Exercise objective:
Rewrite the rows from the line with "the white ceramic" up to and including the line with "[(176, 885)]" as a JSON list of strings, one string per line, skipping blank lines and leaving out the pictures.

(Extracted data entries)
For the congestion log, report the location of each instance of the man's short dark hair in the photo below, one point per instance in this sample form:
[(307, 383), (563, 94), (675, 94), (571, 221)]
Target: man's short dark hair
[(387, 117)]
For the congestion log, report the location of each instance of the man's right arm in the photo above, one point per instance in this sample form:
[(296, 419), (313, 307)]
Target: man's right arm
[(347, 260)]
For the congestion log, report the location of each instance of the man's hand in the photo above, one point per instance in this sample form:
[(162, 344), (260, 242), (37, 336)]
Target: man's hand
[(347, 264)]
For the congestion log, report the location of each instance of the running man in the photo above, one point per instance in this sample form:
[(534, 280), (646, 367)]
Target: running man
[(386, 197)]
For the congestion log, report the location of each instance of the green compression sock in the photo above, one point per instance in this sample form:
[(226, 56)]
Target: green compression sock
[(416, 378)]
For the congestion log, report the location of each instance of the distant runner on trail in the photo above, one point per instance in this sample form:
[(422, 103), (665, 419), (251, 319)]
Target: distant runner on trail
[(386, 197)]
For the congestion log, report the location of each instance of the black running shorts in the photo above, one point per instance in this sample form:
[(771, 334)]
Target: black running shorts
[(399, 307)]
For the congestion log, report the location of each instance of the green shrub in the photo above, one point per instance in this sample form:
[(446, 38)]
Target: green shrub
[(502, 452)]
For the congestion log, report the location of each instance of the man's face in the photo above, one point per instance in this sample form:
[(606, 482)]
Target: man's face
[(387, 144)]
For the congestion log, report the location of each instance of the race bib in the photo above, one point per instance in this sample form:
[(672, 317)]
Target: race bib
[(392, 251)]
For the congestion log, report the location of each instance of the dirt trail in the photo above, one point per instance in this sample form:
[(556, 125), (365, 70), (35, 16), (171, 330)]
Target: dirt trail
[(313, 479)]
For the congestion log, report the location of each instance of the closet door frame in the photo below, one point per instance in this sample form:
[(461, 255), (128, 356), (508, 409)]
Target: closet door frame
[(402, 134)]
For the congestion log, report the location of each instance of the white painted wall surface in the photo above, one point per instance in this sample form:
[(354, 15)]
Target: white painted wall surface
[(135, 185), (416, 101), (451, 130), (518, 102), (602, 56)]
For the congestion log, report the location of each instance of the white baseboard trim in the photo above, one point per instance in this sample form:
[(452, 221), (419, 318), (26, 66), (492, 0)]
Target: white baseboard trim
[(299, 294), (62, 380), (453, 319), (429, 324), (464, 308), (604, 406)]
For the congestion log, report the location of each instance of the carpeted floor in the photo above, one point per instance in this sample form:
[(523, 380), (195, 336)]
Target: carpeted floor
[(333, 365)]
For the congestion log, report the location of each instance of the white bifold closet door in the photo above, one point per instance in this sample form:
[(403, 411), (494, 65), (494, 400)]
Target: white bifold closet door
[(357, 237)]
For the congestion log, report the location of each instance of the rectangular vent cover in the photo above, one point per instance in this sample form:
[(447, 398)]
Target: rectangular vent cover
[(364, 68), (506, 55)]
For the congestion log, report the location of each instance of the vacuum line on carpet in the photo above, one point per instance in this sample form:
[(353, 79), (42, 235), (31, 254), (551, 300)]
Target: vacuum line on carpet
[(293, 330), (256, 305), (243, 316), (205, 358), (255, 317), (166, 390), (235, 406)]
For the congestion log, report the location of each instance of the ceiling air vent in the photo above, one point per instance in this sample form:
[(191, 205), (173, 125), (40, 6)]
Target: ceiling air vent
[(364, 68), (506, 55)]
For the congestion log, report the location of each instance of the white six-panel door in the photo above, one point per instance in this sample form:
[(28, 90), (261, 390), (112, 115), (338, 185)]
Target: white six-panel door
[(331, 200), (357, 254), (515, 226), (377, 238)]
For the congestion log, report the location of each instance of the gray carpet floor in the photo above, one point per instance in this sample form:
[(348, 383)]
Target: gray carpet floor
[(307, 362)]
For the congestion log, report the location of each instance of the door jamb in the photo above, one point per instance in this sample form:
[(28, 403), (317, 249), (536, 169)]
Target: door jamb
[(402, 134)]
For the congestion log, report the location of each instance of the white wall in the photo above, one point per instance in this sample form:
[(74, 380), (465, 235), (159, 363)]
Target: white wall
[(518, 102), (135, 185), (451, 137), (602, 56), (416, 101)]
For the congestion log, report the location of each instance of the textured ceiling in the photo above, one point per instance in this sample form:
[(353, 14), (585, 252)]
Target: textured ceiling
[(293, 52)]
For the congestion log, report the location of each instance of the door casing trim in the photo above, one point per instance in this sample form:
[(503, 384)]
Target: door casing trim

---

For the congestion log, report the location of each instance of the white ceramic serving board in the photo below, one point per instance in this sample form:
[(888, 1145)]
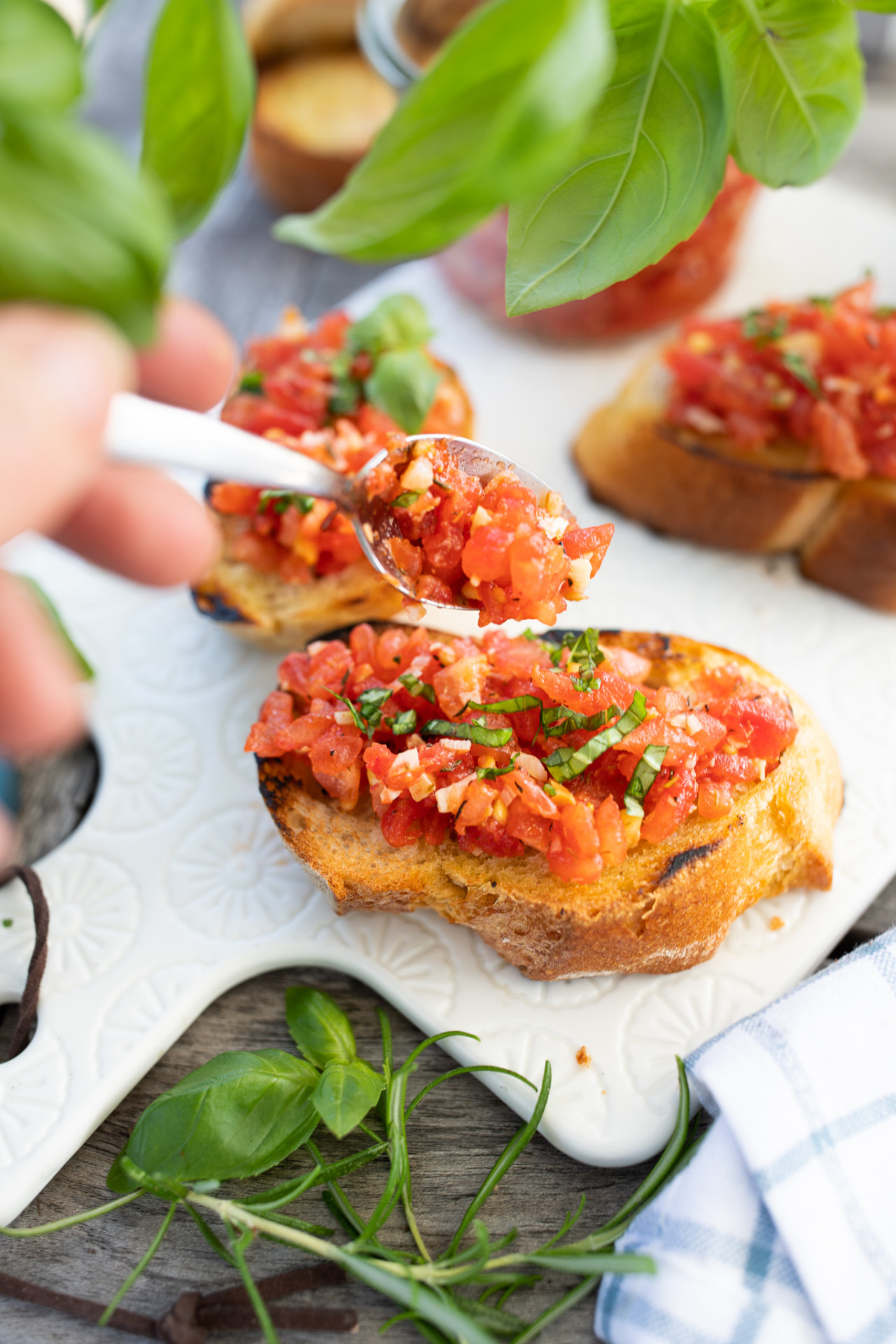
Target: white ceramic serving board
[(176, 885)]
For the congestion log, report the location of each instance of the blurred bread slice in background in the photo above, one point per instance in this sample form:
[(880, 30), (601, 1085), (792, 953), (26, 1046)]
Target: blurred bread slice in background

Answer to this task:
[
  "For the congestion log, report the location of each instance of the white ceramic serving board in the photo below, one point per instance in this sample form:",
  "[(888, 1145)]",
  "Target: white ceramic serving board",
  "[(176, 885)]"
]